### SUPPLIED PASSAGE
Was there a mixing of value?

  • Was labor, materials, or both added?

  • Can the addition be separated?

Was the trespass innocent or intentional?

  • Innocent: true owner can sue for conversion or replevin

    • Unless:

      • Complete change or great increase in value

      • Addition can be separated

  • Intentional: true owner can sue for conversion or replevin

    • Amount of change irrelevant

    • Generally, trespassers and thieves acquire nothing

increase

  • The offspring or increase of tame or domestic animals belongs to the owner of the female

  • The increase of the increase belongs to the owner of the original stock

the commons

  • Cultural and natural resources that belong to the public

the tragedy of the commons

  • Resources held in common can incentivize a race to exploit the resources, often leading to social, economic, and environmental externalities​.

  • Negative externalities: pollution, overfishing, littering

  • Positive externalities: free-riders

oil and gas

  • First possession vests title: apply first in time, first in right

  • There are separate rules for determining who gets to capture the resource (more in a later class)

  • Subject to federal and state regulations

watercourses

  • Surface waters: rivers, streams, creeks, lakes, etc.

  • Generally: Natural trumps artificial uses (e.g. Household consumption trumps Industrial)

  • Riparian (Eastern states): water belongs to the landowners adjacent to the water. May not materially dimmish quantity, quality, or velocity.

  • Prior appropriation (Western states): first in time, first in right

ground water

  • Underground water

  • English rule: first possession of water owns it

  • American rule: reasonable use

  • Statutory allocation: e.g., the Colorado Water Compact 

capture

bundle of rights

  • Exclusion

    • Most essential stick in the bundle of rights. Kaiser Aetna​

    • "[T]hat sole and despotic dominion which one man claims and exercises over the external things of the world, in total exclusion of the right of any other." Blackstone

  • Transfer

  • Destroy

  • Control

  • Enjoyment/Exploitation

trespass

  • An unprivileged encroachment on land or a chattel

  • Without the owner’s consent

  • Lack of necessity

  • AND Not otherwise justified by public policy

Trespass & Necessity

  • Balancing test: "“Necessity exonerates one who commits a crime under the pressure of the circumstances if the harm would have resulted from compliance with the law. . . exceeds the harm actually required from defendant’s violation

  • Requires:

    • Clear and imminent danger outweighs other potential harm;

    • Reasonable expectation of abatement;

    • No legal alternatives;

    • AND Legislature has not precluded the defense

Trespass & Public Policy

  • Protect the integrity of the Legal System

  • Maintain owner's confidence in their rights and the law

  • Avoid self help measures (which lead to conflict)

  • The Sovereign cannot criminalize a person's homelessness, but can place reasonable restrictions on and punish invasions of others right to exclude

Trespass Damages

  1. Actual damages

  2. Nominal damages

  3. Punitive damages

    • Note: If the defendant has caused no compensable harm, public policy demands more than a nominal remedy to discourage future trespassing

The Takings Clause

  • U.S. Const. Amend. V: “[N]or shall private property be taken for public use, without just compensation.”

### GIVEN EXERCISE 1
Pull out each line of the records that contains the string "green", matching case exactly.
The property law outline and the records are unrelated.

### MATERIAL TO PROCESS
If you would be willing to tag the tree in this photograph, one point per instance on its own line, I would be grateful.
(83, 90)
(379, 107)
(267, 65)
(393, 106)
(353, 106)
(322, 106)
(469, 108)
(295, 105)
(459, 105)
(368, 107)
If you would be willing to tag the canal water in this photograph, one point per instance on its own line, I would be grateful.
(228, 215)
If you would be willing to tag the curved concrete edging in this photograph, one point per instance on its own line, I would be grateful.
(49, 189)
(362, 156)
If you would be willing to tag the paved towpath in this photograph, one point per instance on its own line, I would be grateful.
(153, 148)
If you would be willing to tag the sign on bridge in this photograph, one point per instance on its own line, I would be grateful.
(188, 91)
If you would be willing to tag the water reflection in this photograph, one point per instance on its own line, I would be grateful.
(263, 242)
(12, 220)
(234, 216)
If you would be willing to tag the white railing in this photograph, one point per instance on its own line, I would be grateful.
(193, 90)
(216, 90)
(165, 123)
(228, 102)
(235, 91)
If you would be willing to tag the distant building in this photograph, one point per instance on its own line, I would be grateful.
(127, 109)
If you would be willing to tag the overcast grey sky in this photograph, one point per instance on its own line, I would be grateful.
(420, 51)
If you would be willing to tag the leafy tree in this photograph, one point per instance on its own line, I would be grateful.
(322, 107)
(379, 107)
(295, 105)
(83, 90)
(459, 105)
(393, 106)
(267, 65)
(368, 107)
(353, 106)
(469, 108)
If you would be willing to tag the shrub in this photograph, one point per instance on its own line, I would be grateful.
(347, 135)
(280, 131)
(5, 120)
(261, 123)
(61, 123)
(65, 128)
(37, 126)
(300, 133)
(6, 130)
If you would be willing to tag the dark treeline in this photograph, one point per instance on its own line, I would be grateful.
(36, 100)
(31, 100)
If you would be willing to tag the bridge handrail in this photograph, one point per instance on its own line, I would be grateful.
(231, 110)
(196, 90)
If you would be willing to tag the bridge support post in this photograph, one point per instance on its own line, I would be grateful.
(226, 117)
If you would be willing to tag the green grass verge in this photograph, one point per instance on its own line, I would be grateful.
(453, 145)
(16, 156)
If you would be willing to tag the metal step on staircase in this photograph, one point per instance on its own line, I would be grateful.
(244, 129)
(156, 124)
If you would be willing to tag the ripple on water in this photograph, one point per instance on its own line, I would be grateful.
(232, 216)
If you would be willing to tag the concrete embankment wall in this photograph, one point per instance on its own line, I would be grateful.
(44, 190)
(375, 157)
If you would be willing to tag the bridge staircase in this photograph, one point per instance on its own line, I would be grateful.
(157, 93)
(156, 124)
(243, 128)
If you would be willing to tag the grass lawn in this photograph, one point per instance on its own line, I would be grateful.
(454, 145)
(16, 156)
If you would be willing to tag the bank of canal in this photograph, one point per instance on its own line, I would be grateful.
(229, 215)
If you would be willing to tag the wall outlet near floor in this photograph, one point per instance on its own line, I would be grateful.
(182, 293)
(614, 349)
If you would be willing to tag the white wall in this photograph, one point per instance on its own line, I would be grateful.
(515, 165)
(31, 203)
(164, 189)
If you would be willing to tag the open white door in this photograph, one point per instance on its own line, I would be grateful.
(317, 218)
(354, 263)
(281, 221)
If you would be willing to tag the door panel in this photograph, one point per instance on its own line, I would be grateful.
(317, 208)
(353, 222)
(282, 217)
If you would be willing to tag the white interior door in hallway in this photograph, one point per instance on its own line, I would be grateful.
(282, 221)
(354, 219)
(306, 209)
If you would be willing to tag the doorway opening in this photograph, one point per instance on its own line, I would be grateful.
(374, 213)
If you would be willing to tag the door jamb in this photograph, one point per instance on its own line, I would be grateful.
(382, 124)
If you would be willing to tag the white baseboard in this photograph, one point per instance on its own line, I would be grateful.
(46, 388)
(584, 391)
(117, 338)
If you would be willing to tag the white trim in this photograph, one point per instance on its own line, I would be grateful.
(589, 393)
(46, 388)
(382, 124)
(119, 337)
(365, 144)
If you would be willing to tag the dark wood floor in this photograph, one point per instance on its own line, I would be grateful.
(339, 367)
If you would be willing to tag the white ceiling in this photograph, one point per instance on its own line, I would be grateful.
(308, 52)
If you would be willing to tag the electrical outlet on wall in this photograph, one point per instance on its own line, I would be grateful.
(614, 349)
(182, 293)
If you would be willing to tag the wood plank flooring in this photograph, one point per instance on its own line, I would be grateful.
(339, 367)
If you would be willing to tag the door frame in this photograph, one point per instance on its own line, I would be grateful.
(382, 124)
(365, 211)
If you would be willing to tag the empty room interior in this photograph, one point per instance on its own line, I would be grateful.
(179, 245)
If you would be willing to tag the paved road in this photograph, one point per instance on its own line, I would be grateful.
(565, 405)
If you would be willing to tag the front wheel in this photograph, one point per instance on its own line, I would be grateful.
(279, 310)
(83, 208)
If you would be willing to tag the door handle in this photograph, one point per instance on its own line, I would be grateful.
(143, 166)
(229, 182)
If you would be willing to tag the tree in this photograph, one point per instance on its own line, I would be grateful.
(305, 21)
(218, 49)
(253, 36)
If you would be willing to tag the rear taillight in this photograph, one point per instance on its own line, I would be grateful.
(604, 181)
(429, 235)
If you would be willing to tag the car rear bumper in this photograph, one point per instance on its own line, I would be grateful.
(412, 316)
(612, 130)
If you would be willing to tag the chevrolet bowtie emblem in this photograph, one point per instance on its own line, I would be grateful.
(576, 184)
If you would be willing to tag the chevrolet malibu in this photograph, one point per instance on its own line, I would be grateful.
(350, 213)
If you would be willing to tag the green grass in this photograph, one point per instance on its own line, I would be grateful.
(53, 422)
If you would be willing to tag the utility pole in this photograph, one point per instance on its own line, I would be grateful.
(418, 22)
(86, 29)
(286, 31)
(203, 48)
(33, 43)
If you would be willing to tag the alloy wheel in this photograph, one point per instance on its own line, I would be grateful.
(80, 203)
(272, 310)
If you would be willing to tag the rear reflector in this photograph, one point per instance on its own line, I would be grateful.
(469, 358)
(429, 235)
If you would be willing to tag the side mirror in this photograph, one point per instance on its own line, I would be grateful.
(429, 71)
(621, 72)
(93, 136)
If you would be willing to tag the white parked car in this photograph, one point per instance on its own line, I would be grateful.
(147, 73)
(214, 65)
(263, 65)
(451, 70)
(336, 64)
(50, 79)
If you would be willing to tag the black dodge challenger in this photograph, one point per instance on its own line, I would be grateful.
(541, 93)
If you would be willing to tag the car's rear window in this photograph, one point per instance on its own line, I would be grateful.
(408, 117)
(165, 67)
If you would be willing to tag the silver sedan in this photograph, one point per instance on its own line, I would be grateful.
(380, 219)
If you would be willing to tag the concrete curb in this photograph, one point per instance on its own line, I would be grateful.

### GIVEN EXERCISE 2
Quote the property law outline from "oil and gas" to "creeks, lakes, etc.".

### WRITTEN SOLUTION 1
If you would be willing to tag the green grass verge in this photograph, one point per instance on its own line, I would be grateful.
If you would be willing to tag the green grass in this photograph, one point per instance on its own line, I would be grateful.

### WRITTEN SOLUTION 2
oil and gas

  • First possession vests title: apply first in time, first in right

  • There are separate rules for determining who gets to capture the resource (more in a later class)

  • Subject to federal and state regulations

watercourses

  • Surface waters: rivers, streams, creeks, lakes, etc.